--- START OF Information supplied ---
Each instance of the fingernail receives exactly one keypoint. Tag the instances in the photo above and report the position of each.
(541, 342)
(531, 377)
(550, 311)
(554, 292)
--- END OF Information supplied ---
• Set exercise: Write out all the data above again, requests included, and shift every answer coordinate by adding 97 to each number.

• Complete answer:
Each instance of the fingernail receives exactly one keypoint. Tag the instances in the photo above and report the position of each.
(638, 439)
(628, 474)
(647, 408)
(651, 389)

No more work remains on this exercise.